§ **Written exercise**
Word for word, quote the lines from the one containing "Objective — for every instance of the gothic" to the end of the entries below, including both. Leave pictures out.

+ + + +

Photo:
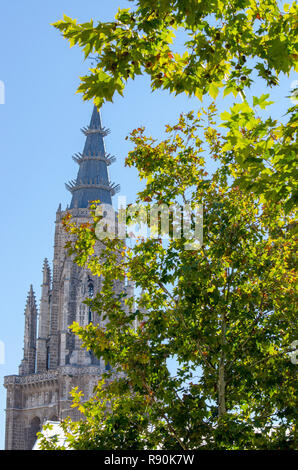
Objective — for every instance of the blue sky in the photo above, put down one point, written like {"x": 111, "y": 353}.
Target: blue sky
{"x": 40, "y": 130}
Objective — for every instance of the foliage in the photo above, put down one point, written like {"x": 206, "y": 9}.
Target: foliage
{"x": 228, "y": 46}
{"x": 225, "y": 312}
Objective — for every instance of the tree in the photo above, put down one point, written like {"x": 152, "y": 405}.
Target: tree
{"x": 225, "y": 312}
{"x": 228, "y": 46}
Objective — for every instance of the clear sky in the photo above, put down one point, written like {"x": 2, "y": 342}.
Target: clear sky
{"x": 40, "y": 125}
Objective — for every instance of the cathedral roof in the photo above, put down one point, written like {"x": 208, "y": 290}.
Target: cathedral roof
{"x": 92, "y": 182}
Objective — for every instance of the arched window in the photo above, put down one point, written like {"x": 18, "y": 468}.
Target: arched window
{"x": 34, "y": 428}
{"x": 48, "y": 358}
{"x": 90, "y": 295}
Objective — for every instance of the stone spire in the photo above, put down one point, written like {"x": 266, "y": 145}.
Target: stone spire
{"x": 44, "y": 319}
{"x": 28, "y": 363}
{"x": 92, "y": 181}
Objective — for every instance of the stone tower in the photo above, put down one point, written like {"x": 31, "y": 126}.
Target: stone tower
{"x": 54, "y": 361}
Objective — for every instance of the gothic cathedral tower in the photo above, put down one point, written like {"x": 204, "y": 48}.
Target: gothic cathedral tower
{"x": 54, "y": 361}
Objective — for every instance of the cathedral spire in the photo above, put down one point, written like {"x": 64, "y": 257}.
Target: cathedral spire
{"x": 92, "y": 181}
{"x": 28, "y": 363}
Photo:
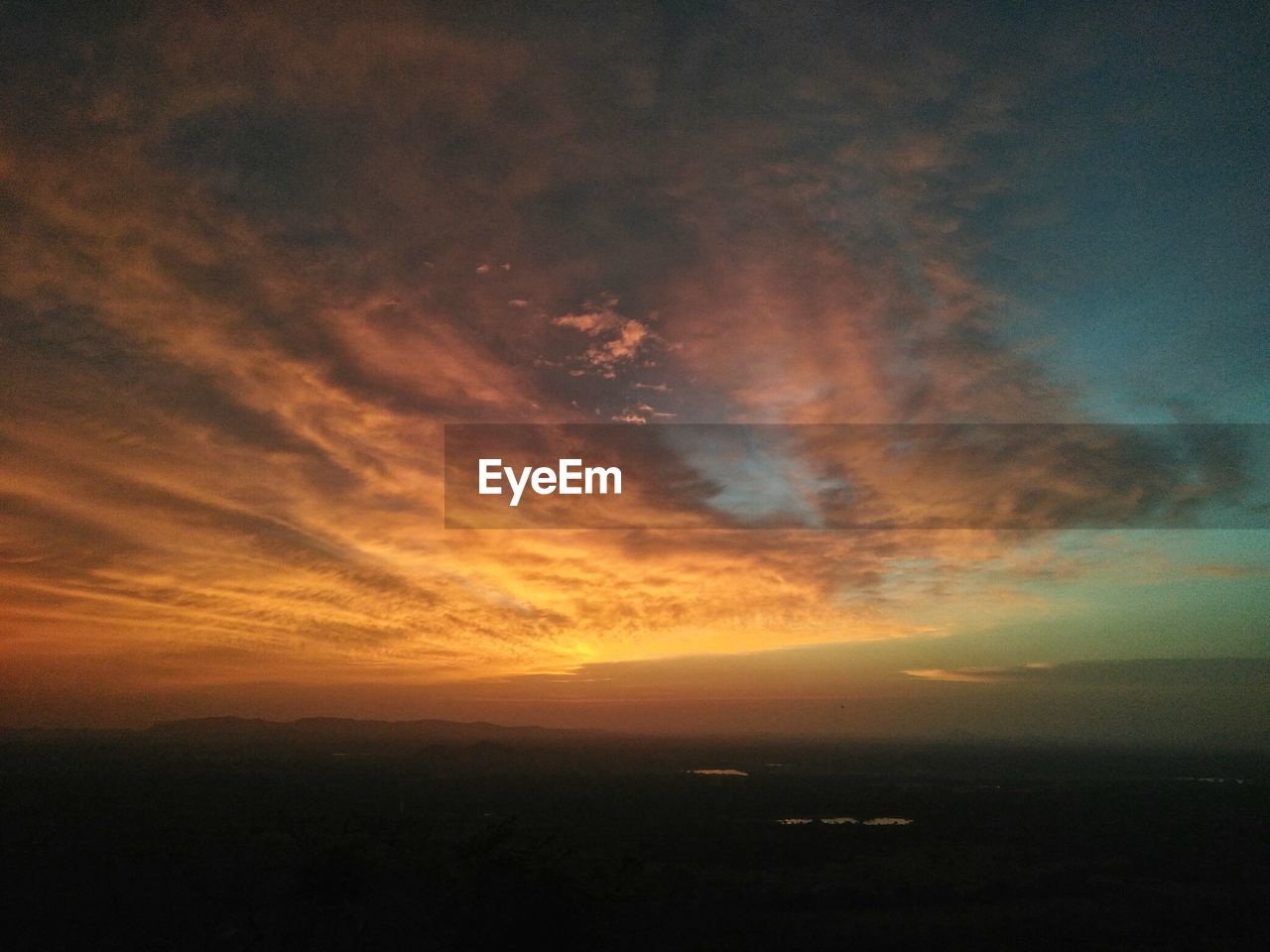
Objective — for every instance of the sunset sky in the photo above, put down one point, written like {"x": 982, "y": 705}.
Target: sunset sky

+ + + +

§ **The answer**
Objective — for every instance of the gothic cathedral tower in the photo above, put down one point, written like {"x": 204, "y": 48}.
Target: gothic cathedral tower
{"x": 54, "y": 361}
Objective — for every instance of the cathedral spire in the photo above, put down one point, written like {"x": 64, "y": 257}.
Target: cathedral spire
{"x": 92, "y": 181}
{"x": 28, "y": 363}
Photo:
Objective — for every instance of the sunset sky in the photo above, put down one point, written like {"x": 982, "y": 705}.
Target: sunset sky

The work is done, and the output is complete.